--- TASK MATERIAL ---

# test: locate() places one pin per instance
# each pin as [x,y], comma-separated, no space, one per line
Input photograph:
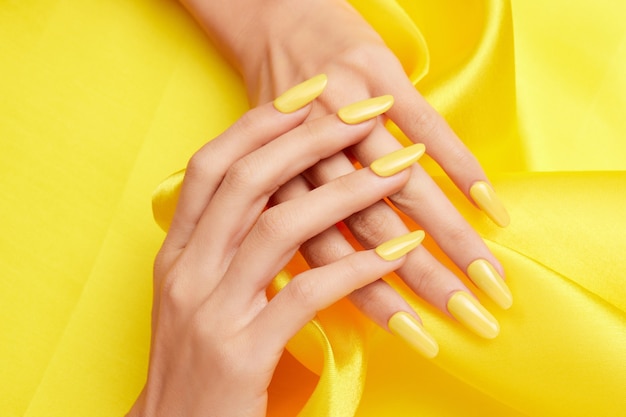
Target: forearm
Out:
[243,29]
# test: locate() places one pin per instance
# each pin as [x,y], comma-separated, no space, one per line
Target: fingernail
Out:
[397,161]
[467,310]
[400,246]
[300,95]
[407,328]
[485,197]
[485,276]
[364,110]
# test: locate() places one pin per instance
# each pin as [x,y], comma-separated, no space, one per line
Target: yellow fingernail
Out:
[407,328]
[400,246]
[467,310]
[364,110]
[485,276]
[485,197]
[397,161]
[302,94]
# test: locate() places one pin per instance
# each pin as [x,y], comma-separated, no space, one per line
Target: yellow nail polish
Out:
[364,110]
[467,310]
[397,161]
[300,95]
[485,276]
[485,197]
[407,328]
[400,246]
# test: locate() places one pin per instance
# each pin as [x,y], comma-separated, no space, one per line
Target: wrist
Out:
[243,29]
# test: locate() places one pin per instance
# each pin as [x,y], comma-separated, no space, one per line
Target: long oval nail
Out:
[486,198]
[485,276]
[407,328]
[398,247]
[300,95]
[364,110]
[467,310]
[395,162]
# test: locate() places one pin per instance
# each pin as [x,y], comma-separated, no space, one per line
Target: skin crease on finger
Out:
[262,41]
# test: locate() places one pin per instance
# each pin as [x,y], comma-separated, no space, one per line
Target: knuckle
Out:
[425,279]
[320,253]
[365,57]
[369,226]
[274,224]
[303,292]
[242,175]
[200,166]
[427,124]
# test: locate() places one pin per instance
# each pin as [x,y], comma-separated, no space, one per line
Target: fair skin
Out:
[276,44]
[216,338]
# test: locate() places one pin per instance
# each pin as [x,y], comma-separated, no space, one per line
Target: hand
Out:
[216,339]
[279,43]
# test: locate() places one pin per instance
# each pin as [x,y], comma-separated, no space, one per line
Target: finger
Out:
[281,229]
[423,124]
[208,166]
[377,300]
[423,201]
[249,182]
[318,288]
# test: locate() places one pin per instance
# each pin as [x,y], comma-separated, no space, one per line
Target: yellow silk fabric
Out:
[101,100]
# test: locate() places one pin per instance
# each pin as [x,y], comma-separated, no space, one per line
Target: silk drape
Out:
[103,99]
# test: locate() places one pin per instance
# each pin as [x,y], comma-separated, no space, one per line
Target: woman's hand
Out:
[277,43]
[216,338]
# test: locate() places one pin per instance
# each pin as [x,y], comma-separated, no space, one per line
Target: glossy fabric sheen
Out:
[101,100]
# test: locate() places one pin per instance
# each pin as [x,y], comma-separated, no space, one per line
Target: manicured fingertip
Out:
[398,247]
[407,328]
[397,161]
[365,109]
[486,198]
[300,95]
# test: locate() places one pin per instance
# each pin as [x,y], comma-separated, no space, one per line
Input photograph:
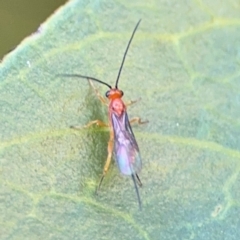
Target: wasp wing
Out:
[125,145]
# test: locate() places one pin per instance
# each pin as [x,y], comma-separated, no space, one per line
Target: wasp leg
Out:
[137,192]
[100,97]
[108,161]
[138,120]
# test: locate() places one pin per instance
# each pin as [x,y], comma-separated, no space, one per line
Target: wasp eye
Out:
[107,94]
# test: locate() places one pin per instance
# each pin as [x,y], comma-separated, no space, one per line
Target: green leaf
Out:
[183,63]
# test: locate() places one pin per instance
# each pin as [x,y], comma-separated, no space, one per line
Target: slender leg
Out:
[100,97]
[139,181]
[97,122]
[107,164]
[138,120]
[136,188]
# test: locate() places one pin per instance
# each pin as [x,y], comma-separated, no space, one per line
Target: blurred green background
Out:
[18,19]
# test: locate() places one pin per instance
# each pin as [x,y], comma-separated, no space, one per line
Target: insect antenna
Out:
[86,77]
[136,188]
[125,54]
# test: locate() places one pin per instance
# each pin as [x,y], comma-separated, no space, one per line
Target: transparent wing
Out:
[125,145]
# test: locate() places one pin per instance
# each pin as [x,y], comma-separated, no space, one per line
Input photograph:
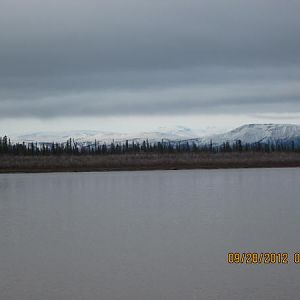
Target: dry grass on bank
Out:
[147,161]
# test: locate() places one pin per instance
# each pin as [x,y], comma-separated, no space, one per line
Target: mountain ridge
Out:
[247,133]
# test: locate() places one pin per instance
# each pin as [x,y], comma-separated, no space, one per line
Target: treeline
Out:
[72,147]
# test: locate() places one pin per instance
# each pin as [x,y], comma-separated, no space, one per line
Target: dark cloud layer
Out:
[148,57]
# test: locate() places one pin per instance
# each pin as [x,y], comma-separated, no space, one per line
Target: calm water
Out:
[148,235]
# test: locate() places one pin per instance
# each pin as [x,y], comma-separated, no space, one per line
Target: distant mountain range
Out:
[250,133]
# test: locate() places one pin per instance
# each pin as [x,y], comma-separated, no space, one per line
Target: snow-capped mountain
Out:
[250,133]
[253,133]
[81,136]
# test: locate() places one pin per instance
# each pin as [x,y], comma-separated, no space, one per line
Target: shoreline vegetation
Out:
[145,161]
[133,155]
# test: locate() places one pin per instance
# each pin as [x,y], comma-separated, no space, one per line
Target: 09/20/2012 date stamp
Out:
[263,258]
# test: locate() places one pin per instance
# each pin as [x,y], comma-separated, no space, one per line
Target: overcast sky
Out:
[124,65]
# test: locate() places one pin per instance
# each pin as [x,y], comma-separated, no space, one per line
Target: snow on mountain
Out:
[250,133]
[82,136]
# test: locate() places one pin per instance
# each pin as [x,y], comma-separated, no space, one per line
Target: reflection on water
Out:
[148,235]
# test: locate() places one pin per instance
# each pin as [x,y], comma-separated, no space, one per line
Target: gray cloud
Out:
[65,58]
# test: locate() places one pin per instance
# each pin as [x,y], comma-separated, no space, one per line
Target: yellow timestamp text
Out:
[262,258]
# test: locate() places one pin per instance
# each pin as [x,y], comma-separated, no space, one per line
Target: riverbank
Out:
[146,161]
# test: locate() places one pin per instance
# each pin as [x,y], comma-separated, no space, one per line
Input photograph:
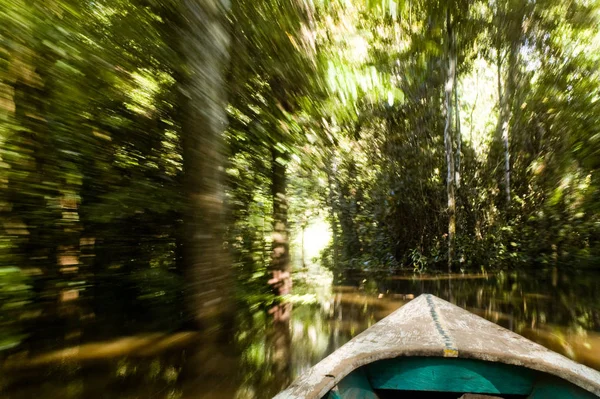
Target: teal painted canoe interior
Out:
[450,378]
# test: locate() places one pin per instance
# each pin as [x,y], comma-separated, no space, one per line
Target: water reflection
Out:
[558,310]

--- WHAT YOU NEED TO DO ---
Beginning at the first line of the listing, print each line exactly until and including the one that has "Target: yellow fingernail"; skip pictures.

--- EXPECTED ANSWER ---
# test: locate() places one pin per instance
# each pin as [x,y], comma-separated, no space, one per line
Input photograph:
Target: forearm
Out:
[243,29]
# test: locate() places one pin per instance
# each pin as [x,y], comma-separated, no space, one per line
Target: fingernail
Out:
[397,161]
[467,310]
[400,246]
[300,95]
[407,328]
[485,197]
[485,276]
[364,110]
# test: locate() places one pin per instance
# each pin as [x,y], comma-separated, no space, one per line
Target: yellow fingernail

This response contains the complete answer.